Exercise prompt: Pick out every line in the records below that contains the word "bush", and copy each one.

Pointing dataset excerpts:
+++
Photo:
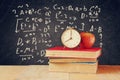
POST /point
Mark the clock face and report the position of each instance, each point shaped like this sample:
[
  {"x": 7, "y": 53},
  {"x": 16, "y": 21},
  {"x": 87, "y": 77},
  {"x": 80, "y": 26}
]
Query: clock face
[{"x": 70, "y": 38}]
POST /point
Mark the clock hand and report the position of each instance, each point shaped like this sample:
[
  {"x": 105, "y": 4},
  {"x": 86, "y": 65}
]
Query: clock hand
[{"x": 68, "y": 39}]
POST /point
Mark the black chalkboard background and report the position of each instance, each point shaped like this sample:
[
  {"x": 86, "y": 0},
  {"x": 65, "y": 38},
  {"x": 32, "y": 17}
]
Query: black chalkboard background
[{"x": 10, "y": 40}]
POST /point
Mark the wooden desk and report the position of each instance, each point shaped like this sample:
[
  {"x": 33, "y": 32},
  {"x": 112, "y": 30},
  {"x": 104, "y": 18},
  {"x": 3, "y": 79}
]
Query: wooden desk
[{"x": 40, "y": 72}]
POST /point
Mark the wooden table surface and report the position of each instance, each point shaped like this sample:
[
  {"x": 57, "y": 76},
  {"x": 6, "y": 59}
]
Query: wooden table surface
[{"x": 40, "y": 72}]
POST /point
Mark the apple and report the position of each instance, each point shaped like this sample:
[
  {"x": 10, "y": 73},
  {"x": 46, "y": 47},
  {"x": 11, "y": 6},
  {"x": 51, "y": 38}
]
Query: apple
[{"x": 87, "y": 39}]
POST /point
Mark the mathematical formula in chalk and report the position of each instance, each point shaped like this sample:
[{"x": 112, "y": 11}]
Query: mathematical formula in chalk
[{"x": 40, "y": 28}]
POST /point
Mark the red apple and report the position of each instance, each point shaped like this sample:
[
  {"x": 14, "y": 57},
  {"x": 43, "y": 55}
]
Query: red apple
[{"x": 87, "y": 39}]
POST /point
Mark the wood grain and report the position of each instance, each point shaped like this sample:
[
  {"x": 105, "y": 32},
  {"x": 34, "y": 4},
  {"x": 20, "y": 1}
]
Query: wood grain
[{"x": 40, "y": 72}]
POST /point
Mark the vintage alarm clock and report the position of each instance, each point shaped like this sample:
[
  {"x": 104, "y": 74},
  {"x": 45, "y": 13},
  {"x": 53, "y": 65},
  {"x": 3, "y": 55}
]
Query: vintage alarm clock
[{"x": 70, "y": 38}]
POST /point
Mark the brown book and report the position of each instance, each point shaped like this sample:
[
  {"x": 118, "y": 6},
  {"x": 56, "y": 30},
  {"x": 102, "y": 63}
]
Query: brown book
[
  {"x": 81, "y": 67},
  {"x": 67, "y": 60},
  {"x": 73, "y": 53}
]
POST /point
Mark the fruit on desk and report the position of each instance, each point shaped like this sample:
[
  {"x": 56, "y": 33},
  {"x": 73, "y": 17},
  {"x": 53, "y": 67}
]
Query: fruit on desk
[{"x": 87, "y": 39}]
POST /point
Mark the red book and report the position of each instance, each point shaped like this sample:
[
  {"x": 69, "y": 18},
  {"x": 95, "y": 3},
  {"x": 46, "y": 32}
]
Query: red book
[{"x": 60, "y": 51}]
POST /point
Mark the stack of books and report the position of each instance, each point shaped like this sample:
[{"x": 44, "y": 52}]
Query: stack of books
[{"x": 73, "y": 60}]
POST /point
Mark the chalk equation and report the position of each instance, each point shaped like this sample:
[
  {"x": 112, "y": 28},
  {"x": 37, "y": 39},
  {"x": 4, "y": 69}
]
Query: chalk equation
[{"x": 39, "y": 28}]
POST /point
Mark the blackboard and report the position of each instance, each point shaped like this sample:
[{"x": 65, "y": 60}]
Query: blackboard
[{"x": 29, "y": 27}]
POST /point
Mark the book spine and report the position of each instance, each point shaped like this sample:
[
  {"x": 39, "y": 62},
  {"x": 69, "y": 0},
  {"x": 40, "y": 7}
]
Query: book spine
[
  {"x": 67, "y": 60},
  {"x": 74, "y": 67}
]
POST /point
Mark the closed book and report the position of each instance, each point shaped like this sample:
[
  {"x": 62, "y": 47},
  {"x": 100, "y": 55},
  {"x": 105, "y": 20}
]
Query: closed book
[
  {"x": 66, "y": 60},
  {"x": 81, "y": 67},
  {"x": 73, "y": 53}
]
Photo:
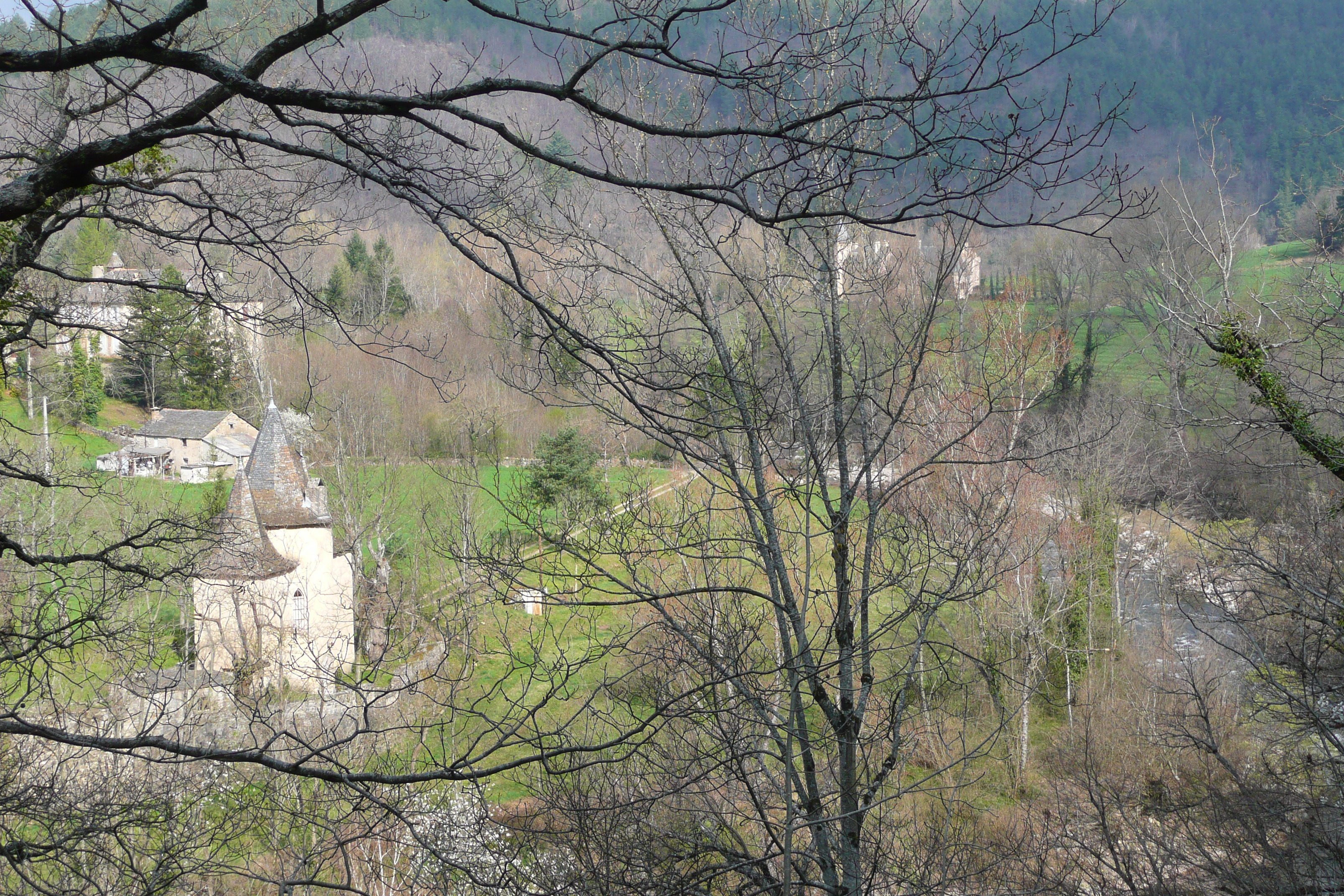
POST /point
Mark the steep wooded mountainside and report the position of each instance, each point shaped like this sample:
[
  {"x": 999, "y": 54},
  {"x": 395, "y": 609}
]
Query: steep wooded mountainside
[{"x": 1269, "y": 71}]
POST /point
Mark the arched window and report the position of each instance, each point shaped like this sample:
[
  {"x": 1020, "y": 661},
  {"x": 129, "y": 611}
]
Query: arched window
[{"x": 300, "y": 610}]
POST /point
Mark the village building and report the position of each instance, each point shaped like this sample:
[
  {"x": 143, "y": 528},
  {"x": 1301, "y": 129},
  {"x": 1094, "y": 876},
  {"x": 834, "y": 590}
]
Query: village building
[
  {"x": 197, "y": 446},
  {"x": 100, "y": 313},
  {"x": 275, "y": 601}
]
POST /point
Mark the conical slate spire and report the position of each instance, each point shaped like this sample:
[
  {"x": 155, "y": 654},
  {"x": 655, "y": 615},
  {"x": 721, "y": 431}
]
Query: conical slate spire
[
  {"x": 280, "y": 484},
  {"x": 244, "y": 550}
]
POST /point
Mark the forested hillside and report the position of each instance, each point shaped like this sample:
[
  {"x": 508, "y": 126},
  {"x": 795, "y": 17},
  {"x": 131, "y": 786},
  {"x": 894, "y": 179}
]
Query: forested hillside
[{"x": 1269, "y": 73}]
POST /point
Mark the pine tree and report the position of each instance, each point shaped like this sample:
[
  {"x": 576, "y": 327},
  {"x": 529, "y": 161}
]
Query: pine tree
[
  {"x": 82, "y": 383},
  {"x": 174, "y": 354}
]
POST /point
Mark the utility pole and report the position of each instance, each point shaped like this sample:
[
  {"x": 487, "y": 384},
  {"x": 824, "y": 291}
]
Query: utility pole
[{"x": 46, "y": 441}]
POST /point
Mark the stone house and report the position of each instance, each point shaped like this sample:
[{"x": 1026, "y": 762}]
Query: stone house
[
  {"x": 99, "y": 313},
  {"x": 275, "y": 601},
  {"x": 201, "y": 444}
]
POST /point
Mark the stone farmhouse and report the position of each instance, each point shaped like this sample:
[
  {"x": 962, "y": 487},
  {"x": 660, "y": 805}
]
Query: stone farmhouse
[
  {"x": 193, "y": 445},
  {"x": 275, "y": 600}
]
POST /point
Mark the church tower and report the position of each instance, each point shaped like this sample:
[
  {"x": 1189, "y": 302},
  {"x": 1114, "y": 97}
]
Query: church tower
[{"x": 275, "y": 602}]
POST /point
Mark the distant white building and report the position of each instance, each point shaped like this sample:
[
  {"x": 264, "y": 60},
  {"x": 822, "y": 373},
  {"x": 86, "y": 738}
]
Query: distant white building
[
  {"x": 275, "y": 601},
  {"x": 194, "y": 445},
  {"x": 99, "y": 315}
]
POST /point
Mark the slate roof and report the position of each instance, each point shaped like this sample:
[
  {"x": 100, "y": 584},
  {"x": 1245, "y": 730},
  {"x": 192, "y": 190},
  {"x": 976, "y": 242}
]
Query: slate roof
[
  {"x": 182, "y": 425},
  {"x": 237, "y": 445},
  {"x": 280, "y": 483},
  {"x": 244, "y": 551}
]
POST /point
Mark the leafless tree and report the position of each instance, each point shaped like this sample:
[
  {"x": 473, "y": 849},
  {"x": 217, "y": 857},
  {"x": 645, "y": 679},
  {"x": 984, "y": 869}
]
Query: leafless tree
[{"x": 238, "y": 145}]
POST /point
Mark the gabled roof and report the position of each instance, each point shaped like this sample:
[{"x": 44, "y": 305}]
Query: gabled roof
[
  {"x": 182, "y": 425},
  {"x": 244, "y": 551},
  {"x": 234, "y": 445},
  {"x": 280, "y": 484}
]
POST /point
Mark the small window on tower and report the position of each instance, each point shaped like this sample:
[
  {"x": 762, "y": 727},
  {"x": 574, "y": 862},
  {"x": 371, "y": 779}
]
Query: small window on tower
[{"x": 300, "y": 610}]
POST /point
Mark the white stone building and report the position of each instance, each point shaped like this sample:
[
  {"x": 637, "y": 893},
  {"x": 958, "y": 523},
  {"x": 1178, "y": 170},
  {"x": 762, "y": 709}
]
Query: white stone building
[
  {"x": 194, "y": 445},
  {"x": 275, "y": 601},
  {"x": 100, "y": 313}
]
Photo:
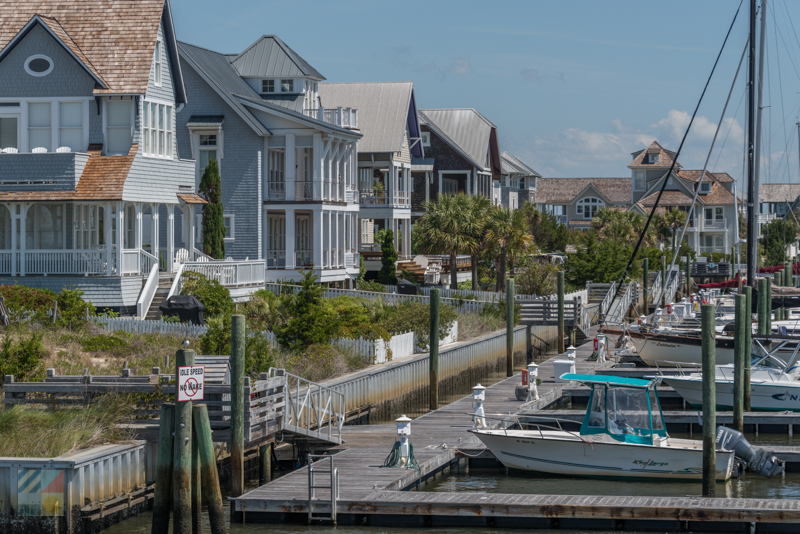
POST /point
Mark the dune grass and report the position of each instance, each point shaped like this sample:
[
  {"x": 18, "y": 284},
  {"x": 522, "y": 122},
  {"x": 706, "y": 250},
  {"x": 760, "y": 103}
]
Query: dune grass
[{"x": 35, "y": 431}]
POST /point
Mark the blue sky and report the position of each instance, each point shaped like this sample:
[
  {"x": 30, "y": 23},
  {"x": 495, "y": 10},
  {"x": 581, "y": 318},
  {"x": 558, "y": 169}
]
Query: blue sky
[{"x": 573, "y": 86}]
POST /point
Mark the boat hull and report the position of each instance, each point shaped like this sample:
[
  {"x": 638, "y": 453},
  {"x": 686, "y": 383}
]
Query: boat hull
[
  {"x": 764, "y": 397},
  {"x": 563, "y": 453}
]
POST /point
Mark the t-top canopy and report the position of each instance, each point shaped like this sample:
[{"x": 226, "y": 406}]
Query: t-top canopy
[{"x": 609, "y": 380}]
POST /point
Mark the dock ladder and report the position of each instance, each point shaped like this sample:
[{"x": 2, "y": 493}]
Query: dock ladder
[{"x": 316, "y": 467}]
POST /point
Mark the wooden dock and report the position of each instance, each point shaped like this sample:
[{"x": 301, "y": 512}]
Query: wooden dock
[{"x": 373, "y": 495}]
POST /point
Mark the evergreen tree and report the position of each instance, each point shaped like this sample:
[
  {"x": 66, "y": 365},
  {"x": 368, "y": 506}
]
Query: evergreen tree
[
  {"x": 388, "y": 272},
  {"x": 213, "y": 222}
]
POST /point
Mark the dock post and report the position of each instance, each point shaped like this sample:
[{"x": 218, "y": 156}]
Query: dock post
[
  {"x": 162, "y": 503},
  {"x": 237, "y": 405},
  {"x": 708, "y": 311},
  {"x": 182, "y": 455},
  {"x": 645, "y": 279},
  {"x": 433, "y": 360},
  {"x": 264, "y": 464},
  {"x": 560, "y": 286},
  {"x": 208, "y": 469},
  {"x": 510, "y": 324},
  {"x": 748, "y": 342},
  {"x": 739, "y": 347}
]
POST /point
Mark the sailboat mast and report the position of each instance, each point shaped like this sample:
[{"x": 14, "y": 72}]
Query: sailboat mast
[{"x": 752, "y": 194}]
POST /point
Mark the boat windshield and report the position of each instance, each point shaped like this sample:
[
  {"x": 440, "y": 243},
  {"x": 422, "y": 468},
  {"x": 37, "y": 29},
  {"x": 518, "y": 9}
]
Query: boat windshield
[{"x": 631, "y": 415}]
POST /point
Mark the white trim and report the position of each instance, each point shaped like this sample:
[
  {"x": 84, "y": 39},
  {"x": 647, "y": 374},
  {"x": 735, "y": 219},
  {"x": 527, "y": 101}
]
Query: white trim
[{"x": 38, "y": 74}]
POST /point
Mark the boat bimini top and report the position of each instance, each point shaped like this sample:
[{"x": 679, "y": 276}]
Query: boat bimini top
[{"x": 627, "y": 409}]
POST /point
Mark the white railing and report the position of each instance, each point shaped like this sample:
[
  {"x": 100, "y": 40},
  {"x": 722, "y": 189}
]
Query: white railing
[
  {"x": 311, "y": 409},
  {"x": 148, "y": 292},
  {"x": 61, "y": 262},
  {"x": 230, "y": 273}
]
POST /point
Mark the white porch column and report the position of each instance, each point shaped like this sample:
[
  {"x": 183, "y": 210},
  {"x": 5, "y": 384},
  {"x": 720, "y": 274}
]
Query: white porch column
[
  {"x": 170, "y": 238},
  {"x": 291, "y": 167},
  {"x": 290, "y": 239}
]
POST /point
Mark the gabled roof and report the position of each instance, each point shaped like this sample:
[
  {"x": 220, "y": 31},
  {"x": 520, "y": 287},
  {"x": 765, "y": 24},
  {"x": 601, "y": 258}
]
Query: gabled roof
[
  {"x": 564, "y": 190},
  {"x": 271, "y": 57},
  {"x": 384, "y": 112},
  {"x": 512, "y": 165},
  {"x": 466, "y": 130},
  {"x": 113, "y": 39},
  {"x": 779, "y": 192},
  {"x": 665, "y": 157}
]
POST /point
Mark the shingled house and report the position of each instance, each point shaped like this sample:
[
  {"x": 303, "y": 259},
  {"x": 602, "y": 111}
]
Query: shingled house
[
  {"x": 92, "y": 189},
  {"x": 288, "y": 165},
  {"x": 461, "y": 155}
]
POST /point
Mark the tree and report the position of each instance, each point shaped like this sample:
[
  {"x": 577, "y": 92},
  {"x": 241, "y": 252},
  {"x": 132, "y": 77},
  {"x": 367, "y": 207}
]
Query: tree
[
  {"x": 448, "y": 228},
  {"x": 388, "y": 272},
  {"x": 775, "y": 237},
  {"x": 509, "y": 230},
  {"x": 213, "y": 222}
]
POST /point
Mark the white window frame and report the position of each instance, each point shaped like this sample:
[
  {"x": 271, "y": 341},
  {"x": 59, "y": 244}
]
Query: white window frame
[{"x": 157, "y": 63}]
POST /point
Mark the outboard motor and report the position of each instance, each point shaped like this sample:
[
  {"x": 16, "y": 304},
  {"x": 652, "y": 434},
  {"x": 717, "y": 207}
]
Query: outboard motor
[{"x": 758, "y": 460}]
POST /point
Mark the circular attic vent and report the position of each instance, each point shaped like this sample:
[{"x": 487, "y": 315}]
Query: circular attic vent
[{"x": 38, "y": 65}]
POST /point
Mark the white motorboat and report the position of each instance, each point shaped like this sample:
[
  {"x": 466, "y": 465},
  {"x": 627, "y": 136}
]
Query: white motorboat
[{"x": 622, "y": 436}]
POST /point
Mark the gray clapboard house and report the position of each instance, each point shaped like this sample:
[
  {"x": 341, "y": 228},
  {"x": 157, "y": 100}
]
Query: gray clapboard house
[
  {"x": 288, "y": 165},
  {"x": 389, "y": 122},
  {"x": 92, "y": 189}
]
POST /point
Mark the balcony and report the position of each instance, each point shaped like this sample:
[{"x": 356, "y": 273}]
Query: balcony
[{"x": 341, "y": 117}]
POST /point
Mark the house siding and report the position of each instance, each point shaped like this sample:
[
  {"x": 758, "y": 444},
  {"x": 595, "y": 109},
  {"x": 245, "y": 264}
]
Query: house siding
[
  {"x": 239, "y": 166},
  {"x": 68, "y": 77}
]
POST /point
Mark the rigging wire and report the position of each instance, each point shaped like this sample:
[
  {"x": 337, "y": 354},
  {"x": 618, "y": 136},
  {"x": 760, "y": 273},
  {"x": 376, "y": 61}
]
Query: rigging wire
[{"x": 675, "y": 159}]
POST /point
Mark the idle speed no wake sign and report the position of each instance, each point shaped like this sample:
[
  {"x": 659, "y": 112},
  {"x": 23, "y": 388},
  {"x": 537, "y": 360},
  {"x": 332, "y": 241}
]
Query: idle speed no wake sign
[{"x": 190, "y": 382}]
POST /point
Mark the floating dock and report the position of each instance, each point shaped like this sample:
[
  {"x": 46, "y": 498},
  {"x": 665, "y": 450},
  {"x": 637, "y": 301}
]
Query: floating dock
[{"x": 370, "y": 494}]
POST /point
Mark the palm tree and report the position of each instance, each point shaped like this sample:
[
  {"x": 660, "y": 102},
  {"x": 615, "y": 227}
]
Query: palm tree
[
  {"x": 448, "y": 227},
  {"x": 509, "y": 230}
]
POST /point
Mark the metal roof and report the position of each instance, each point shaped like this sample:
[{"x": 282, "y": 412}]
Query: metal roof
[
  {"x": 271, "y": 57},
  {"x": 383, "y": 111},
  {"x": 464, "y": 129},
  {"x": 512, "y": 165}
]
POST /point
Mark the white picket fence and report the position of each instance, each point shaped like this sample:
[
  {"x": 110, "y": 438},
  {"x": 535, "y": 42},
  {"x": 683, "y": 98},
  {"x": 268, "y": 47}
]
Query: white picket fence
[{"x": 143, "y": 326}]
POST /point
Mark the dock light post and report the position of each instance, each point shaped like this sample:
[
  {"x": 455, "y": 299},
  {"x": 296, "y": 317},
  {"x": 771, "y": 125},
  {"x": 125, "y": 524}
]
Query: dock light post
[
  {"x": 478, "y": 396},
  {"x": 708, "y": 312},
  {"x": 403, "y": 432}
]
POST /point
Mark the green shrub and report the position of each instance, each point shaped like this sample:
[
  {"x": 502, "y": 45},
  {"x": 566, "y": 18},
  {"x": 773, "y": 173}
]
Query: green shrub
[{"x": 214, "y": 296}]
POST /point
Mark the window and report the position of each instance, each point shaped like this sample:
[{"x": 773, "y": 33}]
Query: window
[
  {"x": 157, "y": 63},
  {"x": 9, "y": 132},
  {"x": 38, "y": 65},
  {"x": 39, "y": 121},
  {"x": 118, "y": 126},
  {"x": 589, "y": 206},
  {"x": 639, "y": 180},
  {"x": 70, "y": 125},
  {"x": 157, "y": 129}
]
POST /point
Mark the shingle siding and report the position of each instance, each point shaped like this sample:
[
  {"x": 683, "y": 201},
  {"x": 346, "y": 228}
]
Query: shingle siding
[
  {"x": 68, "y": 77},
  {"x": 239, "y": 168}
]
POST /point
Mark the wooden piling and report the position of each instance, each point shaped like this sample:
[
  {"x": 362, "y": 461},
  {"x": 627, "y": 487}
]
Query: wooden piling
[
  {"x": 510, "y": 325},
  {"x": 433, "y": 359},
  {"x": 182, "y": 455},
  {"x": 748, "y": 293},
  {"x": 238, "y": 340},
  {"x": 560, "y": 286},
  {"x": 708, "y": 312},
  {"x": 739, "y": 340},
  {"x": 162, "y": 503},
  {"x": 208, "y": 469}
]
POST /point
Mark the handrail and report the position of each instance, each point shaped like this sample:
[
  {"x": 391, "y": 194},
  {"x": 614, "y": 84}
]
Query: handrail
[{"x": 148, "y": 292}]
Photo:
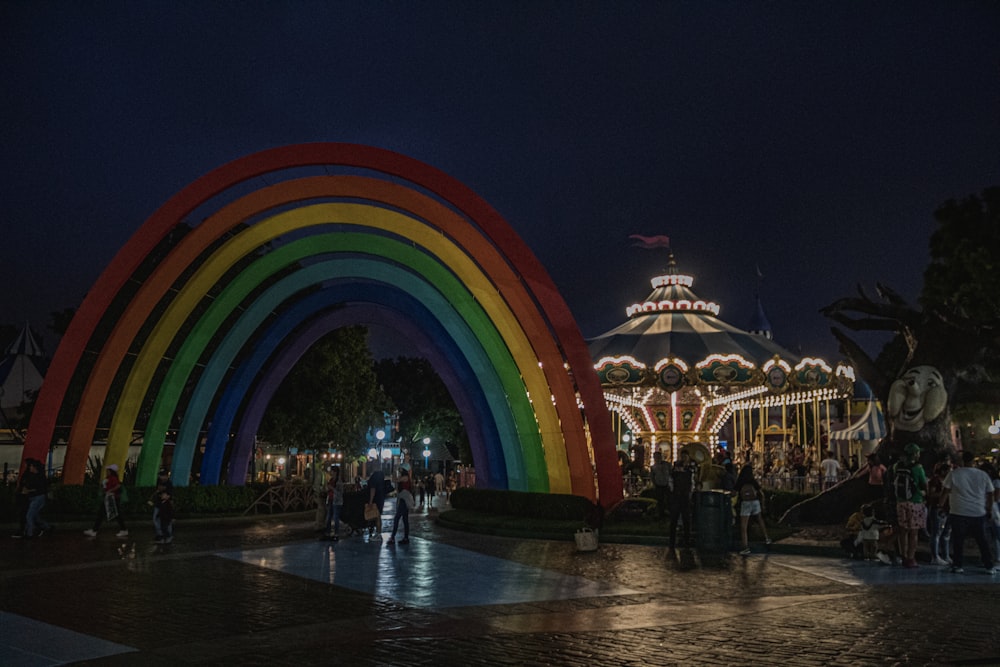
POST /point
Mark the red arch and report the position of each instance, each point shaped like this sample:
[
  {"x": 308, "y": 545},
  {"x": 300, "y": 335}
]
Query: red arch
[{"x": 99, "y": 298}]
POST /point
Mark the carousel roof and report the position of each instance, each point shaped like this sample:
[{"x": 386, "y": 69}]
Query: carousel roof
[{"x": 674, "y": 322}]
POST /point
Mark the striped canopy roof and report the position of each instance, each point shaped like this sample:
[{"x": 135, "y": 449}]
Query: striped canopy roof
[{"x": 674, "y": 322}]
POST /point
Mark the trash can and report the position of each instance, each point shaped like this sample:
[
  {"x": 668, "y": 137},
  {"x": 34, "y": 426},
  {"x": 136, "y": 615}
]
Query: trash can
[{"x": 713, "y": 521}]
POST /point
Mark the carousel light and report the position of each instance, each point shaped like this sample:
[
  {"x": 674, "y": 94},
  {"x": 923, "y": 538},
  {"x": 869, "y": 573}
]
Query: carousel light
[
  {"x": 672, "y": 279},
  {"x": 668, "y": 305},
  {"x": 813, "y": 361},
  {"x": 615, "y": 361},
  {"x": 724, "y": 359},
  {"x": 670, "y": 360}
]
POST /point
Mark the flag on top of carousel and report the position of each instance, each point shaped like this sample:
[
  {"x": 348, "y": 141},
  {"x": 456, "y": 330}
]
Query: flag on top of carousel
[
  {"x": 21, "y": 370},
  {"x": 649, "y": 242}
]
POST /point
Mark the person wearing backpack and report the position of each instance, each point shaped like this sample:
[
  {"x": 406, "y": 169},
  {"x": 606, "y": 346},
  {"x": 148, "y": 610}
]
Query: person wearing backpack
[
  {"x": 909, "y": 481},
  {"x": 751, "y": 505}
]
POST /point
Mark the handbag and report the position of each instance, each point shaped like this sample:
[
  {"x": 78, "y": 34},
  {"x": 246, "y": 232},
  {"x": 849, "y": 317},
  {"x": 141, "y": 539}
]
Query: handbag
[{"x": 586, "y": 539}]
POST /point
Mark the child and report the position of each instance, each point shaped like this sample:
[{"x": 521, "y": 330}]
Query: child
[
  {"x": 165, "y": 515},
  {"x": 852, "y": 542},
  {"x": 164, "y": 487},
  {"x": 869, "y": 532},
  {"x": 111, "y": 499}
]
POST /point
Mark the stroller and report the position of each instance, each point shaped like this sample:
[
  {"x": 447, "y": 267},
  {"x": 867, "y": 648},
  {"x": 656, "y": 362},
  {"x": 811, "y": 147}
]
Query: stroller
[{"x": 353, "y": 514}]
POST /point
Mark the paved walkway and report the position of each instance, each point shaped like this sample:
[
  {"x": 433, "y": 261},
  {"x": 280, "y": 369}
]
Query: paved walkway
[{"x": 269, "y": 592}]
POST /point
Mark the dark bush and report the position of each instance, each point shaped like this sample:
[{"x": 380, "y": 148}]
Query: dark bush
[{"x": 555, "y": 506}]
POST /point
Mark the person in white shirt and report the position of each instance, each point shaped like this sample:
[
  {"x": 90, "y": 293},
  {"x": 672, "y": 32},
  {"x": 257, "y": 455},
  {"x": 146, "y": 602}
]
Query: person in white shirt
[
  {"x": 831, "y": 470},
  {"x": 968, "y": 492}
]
+++
Exercise solution:
Mark the dark bush and report the position of each instance, each point shaped like this sample:
Query: dark bush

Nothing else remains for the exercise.